** START EXCERPT TO READ **

Search code examples
xsltxslt-2.0saxon

I want to transform a CDATA under an element to an attribute value and keep the new lines


I want to transform an XML file to another XML file using XSLT, and replace the CDATA of some XML elements by an attribute.

I also need to keep the new line characters, of course I need to convert those I find in the CDATA content to " ".

For example, if I have:

<description>
  This is a description on
  more than one line
</description>

I want to have the following result:

<description value="This is a description on&#xA;   more than one line"/>

I wrote the following XSL file to do this:

<xsl:stylesheet version="1.0" xmlns:xsl="http://www.w3.org/1999/XSL/Transform"
            xmlns:xsi="http://www.w3.org/2001/XMLSchema-instance">

  <xsl:output method="xml" version="1.0" encoding="UTF-8" indent="yes"/>
  <xsl:variable name="new-line" select="'&#10;'" /> 

  <xsl:template name="writeParam" match="/">
    <xsl:choose>
       <xsl:when test="description">      
          <xsl:element name="description">
             <xsl:variable name="temp">
                <xsl:value-of select="description"/>
             </xsl:variable>    
             <xsl:attribute name="value">            
                <xsl:value-of select="translate($temp, $new-line, '&#xA;')" />
             </xsl:attribute>               
          </xsl:element>
       </xsl:when>
    </xsl:choose>
  </xsl:template>
</xsl:stylesheet>

But instead I have the following result:

<description value="&#10;   This is a description on&#10;   more than one line&#10;"/>

It seems that the translate function is never called, why is it not working?


Solution

  • The requirements you state are conflicting:

    You say you want to keep the newline characters, but the expected result you show does not have the original leading and trailing whitespace characters, including the line breaks.

    To get the result you show you need to do something like (in XSLT 2.0):

    <xsl:template match="description"> 
        <xsl:copy>
            <xsl:attribute name="value" select="replace(., '^\s+|\s+$', '')"/>
        </xsl:copy>
    </xsl:template> 
    

    Note that this keeps not only the line breaks between the lines, but also the indenting spaces. If you want to get rid of those too, there's more work to be done, maybe something like:

            <xsl:attribute name="value" select="replace(replace(., '^\s+|\s+$', ''), '&#10; +', '&#10;')"/>

** END EXCERPT TO READ **

• _WHAT YOU WILL DO_:
1 - Rewrite the stretch of the XSLT thread from "But instead I" through "it not working?", putting "replace function" wherever "translate function" appears.
2 - In the XSLT thread:
(a) What is the method attribute set to in the xsl:output element of the asker's stylesheet?
(b) Which XSLT version does the solution say its first template is written in?
(c) Besides the line breaks between lines, what else does the solution note that its first template keeps?
Rely only on the XSLT thread for your answers.

** START DATA SECTION **

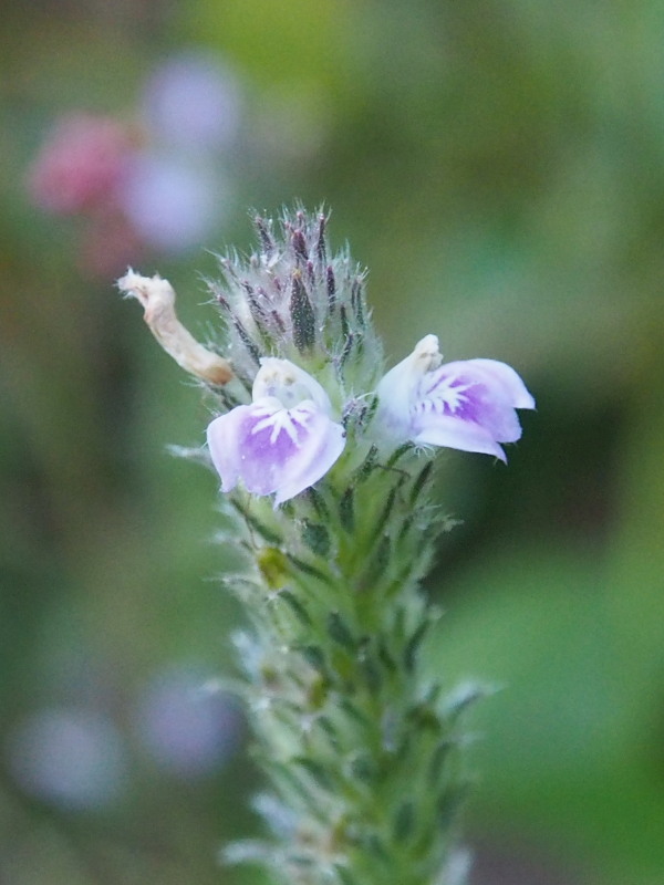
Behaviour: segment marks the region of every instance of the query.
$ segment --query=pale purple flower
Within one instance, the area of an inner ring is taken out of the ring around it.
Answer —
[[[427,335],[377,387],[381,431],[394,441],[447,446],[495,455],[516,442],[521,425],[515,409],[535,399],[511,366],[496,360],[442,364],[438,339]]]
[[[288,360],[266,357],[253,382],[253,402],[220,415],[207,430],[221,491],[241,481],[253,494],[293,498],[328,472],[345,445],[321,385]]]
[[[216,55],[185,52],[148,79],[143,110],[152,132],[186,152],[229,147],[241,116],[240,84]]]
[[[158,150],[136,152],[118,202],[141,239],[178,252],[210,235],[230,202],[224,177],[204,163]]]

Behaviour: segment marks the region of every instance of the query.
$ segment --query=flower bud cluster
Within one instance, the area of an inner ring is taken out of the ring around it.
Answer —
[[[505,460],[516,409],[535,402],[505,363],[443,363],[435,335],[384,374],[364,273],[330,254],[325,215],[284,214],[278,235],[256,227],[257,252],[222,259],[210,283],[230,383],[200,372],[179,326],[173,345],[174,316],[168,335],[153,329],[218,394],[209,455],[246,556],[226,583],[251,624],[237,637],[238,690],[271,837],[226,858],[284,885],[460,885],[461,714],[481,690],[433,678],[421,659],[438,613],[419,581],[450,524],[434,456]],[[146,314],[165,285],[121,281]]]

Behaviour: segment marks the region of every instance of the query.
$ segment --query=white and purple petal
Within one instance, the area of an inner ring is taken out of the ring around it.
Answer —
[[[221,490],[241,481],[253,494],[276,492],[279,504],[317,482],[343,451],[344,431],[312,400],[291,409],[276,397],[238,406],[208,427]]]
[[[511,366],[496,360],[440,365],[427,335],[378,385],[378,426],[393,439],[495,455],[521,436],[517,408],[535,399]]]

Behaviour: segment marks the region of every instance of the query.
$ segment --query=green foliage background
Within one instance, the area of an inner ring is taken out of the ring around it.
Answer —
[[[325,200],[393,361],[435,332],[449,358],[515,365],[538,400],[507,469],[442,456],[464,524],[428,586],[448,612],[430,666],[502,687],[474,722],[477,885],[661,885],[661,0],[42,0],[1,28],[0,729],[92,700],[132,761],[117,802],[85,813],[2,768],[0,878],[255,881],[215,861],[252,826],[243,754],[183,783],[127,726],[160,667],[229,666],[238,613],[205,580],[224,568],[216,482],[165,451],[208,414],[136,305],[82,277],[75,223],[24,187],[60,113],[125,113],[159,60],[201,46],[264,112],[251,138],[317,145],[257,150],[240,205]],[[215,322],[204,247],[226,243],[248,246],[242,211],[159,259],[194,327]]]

** END DATA SECTION **
** START DATA SECTION **

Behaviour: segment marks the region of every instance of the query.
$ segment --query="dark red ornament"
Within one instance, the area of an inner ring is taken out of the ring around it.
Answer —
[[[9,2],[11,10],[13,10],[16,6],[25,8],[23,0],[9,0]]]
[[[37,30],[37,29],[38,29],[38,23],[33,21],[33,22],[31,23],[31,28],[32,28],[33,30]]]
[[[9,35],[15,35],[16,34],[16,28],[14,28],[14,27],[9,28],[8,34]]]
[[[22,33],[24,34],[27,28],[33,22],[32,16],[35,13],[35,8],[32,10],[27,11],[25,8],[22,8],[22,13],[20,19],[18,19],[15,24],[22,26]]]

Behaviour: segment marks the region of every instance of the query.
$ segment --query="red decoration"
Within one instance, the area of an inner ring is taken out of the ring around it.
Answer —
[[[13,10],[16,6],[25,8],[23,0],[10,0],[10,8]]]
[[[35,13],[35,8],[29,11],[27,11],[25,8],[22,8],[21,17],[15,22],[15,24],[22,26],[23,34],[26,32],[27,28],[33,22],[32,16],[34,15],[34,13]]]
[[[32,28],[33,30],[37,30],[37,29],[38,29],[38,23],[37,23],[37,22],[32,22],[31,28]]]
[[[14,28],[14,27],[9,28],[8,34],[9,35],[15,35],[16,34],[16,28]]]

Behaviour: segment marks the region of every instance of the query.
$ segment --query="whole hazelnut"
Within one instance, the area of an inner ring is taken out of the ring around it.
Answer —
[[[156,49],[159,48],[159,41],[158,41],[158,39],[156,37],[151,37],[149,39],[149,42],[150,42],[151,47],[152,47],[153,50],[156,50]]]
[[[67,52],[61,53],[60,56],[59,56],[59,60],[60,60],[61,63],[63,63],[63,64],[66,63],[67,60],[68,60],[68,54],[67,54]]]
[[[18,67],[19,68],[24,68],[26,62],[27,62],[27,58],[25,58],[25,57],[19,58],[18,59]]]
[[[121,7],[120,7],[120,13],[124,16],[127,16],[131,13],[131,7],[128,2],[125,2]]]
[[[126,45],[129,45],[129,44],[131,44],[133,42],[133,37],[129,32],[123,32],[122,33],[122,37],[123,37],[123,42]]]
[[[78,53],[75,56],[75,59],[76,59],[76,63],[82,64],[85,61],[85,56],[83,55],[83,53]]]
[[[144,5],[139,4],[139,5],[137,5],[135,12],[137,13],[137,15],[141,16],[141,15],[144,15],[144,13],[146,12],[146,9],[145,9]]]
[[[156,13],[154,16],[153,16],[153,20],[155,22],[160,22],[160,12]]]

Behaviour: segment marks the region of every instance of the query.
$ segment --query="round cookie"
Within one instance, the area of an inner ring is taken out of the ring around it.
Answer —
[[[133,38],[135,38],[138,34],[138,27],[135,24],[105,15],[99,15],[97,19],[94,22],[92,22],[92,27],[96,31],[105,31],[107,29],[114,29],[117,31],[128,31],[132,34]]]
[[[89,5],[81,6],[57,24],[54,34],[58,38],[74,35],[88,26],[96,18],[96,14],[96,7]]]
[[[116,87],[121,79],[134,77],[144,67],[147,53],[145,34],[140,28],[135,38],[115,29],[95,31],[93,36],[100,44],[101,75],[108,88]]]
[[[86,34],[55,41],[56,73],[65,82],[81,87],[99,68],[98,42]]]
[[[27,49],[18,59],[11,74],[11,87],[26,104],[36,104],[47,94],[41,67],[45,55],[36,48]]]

** END DATA SECTION **
** START DATA SECTION **

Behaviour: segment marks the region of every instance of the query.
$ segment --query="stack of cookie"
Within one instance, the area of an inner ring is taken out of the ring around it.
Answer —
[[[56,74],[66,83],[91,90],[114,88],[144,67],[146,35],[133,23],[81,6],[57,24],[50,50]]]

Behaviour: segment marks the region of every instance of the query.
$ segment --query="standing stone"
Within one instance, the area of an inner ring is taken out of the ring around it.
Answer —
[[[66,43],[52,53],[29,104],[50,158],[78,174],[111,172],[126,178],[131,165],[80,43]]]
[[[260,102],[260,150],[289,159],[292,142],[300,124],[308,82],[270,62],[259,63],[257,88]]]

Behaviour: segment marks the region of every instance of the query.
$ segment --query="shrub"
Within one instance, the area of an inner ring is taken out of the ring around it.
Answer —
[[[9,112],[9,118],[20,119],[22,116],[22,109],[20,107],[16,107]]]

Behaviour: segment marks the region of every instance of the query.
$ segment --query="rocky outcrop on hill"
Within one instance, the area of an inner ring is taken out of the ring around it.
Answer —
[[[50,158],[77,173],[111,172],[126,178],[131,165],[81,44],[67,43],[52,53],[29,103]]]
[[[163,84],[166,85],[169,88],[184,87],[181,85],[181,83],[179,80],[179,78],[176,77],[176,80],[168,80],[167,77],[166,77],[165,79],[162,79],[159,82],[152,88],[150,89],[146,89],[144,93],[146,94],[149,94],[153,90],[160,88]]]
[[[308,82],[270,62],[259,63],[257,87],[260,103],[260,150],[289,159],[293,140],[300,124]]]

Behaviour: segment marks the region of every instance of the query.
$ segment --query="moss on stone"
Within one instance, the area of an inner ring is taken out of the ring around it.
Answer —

** END DATA SECTION **

• _THE RESULTS_:
1 -
But instead I have the following result:

<description value="&#10;   This is a description on&#10;   more than one line&#10;"/>

It seems that the replace function is never called, why is it not working?

2 -
(a) xml
(b) XSLT 2.0
(c) The indenting spaces.